* Selected extract *

# SEAFOAM........OMG...That was FUN!!



## 95pickup (Jul 22, 2009)

Walmart has seafoam for 7.77. 


So I watched the videos on youtube about seafoam and how to use it.

Well I gave it a try. Wow the 7.77 is worth the SMOKE show.. That was something else... Smoked out the whole yard, house and block.

Truck does seem to run better. 

I did the 1/3-in tank 1/3-in oil 1/3 in vacum/brake booster.

Oh did i mention the SMOKE....:fluffy:

Will report back after i hit 300 miles and change the oil/spark plugs.
:givebeer:


----------



## zanegrey (Dec 5, 2005)

mosquito truck.....


----------



## 95pickup (Jul 22, 2009)

Hey zane


Finally found my way back here. Computer caught a virus. Lost everything.
Took some searching. But finally found this site
:waving:


----------



## zanegrey (Dec 5, 2005)

WB..

NOW DO AN OIL CHANGE ON THE TRUCK...


----------



## 95pickup (Jul 22, 2009)

*It works*

HOLY S**T SEAFOAM WORKS!!!!!!!!!!!!!!!!!!!!!!!!!!!!

Truck has more power!
Idles better!
Better mpg!

Worth every penny...And the smoke!!

Highly recommend

Just watch youtube videos to see how.
:givebeer:


----------



## SPEEDO (Jun 9, 2003)

yeah.. but did it smoke??




lol


----------



## DONPhantasmo (Apr 10, 2009)

Speedo, I think he's trying to tell you it might have produced a little smoke, lol... When I worked at a Nissan dealership, they used to charge 89.99 for that service. All they did (My room-mate was a mechanic) was pour 1/2 a can of seafoam in the vacuum tube, and put the rest in the oil. You can see the car smoke, till you can't see the car. But, you can tell immediate results.

I just seafoamed my truck. It's idling a lot better, and staying smoother, too.
It's the best 10 bucks I've spent in a while!

Do it if you get the chance. Your HB will love you for it!!!


----------



## 2red4u (Sep 21, 2010)

I think you need to find a good place to do it like an old folks home or school. The smoke is unreal. Can't believe the throttle responce and power gain. I sprayed it into my valve cover and into each intake port. I don't think it's snake oil...


----------



## Spbeyond (Dec 28, 2009)

Would I get any results if I just put it in my gas tank and in my oil? I dont even know where my vacuum line is to do that and it seems risky.

* Apply what you read *
(1) In the Seafoam forum thread, how much did the Nissan dealership charge for the Seafoam service?
(2) Reproduce the Seafoam forum thread word for word, from "# SEAFOAM........OMG...That was" to "house and block.".
(3) Continue the Seafoam forum thread after its final post.

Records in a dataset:

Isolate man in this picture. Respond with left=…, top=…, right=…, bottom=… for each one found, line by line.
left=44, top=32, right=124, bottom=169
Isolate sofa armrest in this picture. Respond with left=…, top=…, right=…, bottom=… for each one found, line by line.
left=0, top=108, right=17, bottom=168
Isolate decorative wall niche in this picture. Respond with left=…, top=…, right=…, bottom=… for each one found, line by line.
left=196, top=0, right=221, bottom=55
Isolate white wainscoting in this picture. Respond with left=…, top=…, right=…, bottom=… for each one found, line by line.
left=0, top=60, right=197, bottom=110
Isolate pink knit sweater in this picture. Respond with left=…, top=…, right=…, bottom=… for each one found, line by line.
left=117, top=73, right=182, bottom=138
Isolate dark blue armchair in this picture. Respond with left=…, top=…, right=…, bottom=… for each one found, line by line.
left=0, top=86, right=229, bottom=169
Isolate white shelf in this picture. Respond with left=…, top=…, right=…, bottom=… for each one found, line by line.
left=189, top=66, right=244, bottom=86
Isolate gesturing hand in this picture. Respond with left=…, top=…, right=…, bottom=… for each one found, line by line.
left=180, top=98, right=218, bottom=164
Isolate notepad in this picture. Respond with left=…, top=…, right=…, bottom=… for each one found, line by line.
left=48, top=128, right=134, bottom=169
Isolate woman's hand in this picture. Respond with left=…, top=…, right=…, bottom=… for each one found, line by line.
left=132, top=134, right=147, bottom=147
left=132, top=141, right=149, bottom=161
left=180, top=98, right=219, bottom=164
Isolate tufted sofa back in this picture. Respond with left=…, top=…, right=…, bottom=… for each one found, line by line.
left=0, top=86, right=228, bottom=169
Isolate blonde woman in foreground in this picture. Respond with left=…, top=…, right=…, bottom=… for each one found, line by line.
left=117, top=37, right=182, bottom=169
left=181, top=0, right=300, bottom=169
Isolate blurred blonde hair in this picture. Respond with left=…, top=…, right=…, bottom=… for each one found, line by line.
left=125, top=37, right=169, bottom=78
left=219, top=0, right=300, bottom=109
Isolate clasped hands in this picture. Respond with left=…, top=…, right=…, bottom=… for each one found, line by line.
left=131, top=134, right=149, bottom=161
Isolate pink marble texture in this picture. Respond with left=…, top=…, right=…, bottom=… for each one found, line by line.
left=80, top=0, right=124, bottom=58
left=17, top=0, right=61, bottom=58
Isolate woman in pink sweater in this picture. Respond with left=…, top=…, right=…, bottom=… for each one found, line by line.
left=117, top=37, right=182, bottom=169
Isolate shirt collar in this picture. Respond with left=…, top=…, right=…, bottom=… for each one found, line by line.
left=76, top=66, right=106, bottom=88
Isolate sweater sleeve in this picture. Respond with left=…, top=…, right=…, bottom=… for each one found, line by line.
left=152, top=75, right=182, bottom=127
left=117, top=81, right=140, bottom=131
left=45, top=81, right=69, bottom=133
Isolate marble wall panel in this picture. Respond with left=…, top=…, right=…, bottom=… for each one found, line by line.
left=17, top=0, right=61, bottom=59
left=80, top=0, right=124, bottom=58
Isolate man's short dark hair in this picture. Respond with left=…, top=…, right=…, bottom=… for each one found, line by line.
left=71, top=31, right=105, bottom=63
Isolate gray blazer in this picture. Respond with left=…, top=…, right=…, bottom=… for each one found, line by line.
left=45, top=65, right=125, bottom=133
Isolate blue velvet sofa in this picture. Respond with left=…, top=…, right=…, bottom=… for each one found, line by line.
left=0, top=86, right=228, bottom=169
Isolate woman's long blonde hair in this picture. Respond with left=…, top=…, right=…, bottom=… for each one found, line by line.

* Expected outputs *
(1) 89.99

(2)
# SEAFOAM........OMG...That was FUN!!



## 95pickup (Jul 22, 2009)

Walmart has seafoam for 7.77. 


So I watched the videos on youtube about seafoam and how to use it.

Well I gave it a try. Wow the 7.77 is worth the SMOKE show.. That was something else... Smoked out the whole yard, house and block.

(3)
----------



## DONPhantasmo (Apr 10, 2009)

Spbeyond said:


> Would I get any results if I just put it in my gas tank and in my oil? I dont even know where my vacuum line is to do that and it seems risky.


If you put it in the gas tank, It would absorb any moisture that's in it, from over the years. That would decrease rust, and gunk..

If you look at youtube, it'll basically have step by step instructions on how to perform the task. I just unplugged the vacuum line that goes from the engine to the break booster (the big round thing under your break reservoir where you put the fluid in). you might have to have a friend give it a little gas, and pour some seafoam into that vacuum line (or stick the vacuum line into the seafoam bottle. The truck will smoke like a bar-b-q, but you'll almost immediatly feel instant throttle response. Turn the truck off, and pour some into the oil, and go to the back, and pour some into the gas.

If it seems too risky, don't do it. I'm just saying I did it, and I think it's the best 10 bucks I have spent.


----------



## hans747 (Jul 14, 2005)

I heard it creates a lot of smoke though?


----------



## smj999smj (Jan 1, 2006)

Yeah, there's a lot of smoke! Looks like like you blew a head gasket until it finally stops smoking!


----------



## hans747 (Jul 14, 2005)

let us know if that super performance sticks around after you refill the gas tank. I'll be interested to know if it's due to the cleaner engine or that the stuff juices up your gasoline.


----------



## 2red4u (Sep 21, 2010)

I thought it was pretty easy taking off the air filter and opening the throttle body then spraying (thank you harbor freight pneumatic power sprayer) right in each port. second tank of fresh gas and boy shes got power. I'm not one for hype, 4 prong spark plugs are a joke, but it really did something to my truck. 130,000 and just did a very technical rock ledge last evening these are awesome trucks!


----------



## 95pickup (Jul 22, 2009)

*Update on seafoam*

ok its been four tanks of gas and it still runs good. 

the super power lasted two tanks.

truck does idle better and does get better gas mileage. 2o before to 22 now.

changed my oil after 300 miles. damn it was black! and very thin.

oil had 500 miles on it. when i used the seafoam. and was clean looking
before i started. 

i would recommend doing the seam foam. 

i plan on doing it again in when it time to change oil again.

it 100% works...


----------



## sup_mario (Jun 30, 2010)

Good luck man...


----------



## Spbeyond (Dec 28, 2009)

The right hose is the one going from the brake booster (black cylinder) to the top of the engine right? 

Am I going to have to replace my spark plugs after this? I cant reach the ones in back.


----------



## tulaviok (Sep 7, 2010)

is it a good idea if the truck has 250000miles on it...i heard that it might make it drink oil like crazy ...


----------



## ilinimud (Nov 3, 2010)

tulaviok- You heard that Seafoaming would make it drink oil? Anyone else heard that? I just bought a '96 HB and was thinking about doing this, but if that is the case i will pass.


----------



## tulaviok (Sep 7, 2010)

am not saying it will but a car like mine with 300000km on the counter maybe not a good idea...if yours as less miles on it maybe could be good....thats why i was asking ...maybe a guy here did that and he had 300 000km and work fine ...or not


----------



## ilinimud (Nov 3, 2010)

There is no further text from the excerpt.